Yesterday I returned from an extraordinary journey. Excluding two travel long days, Sr. Pauline Quinn, OP and I sent four full days in El Salvador. We stayed in the home of a very poor peasant family, who lived near the rural town of Santa Clara, about a half-hour away from the bustling city of San Vicente. The family consisted of about dozen people, including grandparents, aunts, uncles and five young children. Two of the adult sisters were handicapped, one of whom was wheelchair bound. The family lived in three small homes, two of which had dirt floors and were made of mud, sticks and tin. The third dwelling, in which the handicapped sisters lived, was made of cinder blocks and it had a tile floor. Not everyone in the family had beds. Some slept in hammocks. The cooking was done in a small wooden structure featuring a concrete platform atop of which wood was burned for cooking. There was also a large grinding stone upon which the woman ground the corn for tortillas and the coffee beans. I was astounded by the delicious the meals prepared in this humble, smoke filled kitchen. None of the houses had indoor plumbing... no toilets or running water. The toilet was located outside in a tin structure. The toilet was made of concrete and did not have a seat. Waste collected in a deep pit. The stench was... let's say powerful to be polite. The entrance to the outhouse had a flimsy plastic curtain that the wind enjoyed playing with, often to the embarrassment of the occupant. Attached to the outhouse was the shower stall. Cold water trickled out of a makeshift pipe. There was no roof on the shower, and so morning showers were chilly affairs. I found the toilet and shower facilities to be extremely challenging, and a constant reminder of just how pampered my life is. This family, by virtue of having their own well was well off in comparison to many of their neighbors who lived in shantytowns where residents had to lug water from a nearby lake.
************
• [What is required] Pick up the account of the stay with a peasant family in El Salvador and continue it from its last sentence.

• [Source material]
************
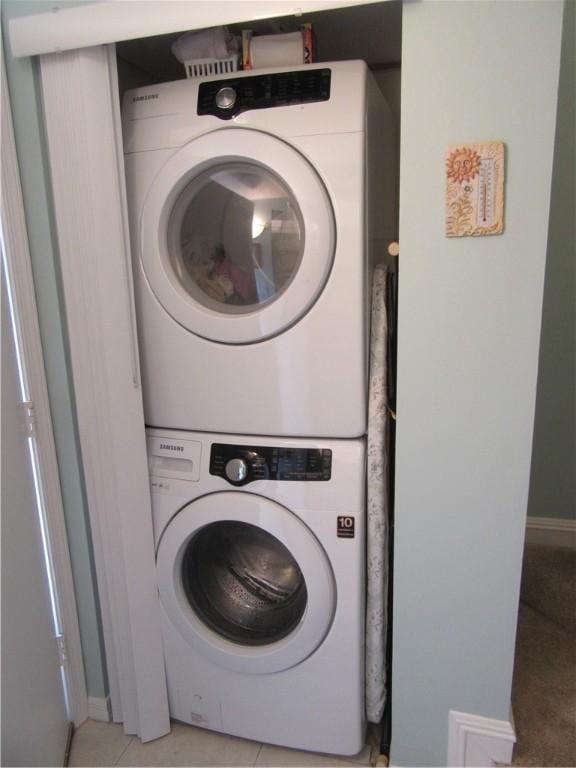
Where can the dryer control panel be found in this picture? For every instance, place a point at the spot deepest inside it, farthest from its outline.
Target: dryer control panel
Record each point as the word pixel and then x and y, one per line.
************
• [Task result]
The days were hot and the evenings chilly, thanks to gusty winds that seemed to arrive like clockwork around 9:00 pm. The wind banged the giant banana leaves against the tin roof, creating an eerie sound that made sleeping difficult. Each morning around 4:00 am., we were awakened by an animal symphony performed by cows, bulls, roosters, chickens, birds, dogs and cats. The rabbits did not perform. We arrived late at night, and the morning light of our first day revealed El Salvador's exquisite beauty. The Chinchontepec Volcano and the Jiboa Valley brilliantly illustrated the creative wonder of God. Our days packed with adventures. And sad encounters. We traveled from town to town the way the poor travel: in very old, very crowded buses or in the back of pickup trucks outfitted with metal railings that allowed about 20 people to stand on the flatbed as the driver zipped down winding, narrow mountain roads which were also used by ox-drawn carts, horses and tractors. Transportation in El Salvador proved to be an exercise in faith, as serious accidents are normal occurrences. Most poor people cannot afford a car, even an old, used one. The rural hamlets have no shops or markets, forcing people to travel up to 45 minutes just to go shopping for essential supplies. The buses departing cities like San Vicente are jammed with people transporting everything from live chickens to rugs. People literally hang on the sides and back of the buses, most of which are old school buses. One bus ride speaks loudly about how hard life is for the chronically poor of El Salvador. Consider the case of Karla, a young handicapped woman
in her 20's whom Sister Pauline brought to the St. Vincent Hospital in
Green Bay, Wisconsin, where doctors treated her and fitted her with braces.
Not long after getting the braces, which gifted her with freedom from her
wheelchair, Karla was riding in the back of a pickup truck, standing with
a host of other passengers. On the steep hill descending to San Vicente,
the driver lost control of the vehicle, perhaps has he tried to pass a
slower truck or bus, and it flipped over. Karla was seriously injured and
blinded in the accident. Now she can walk, but she cannot see. Very sad.
El Salvador is home to premature and unjust death.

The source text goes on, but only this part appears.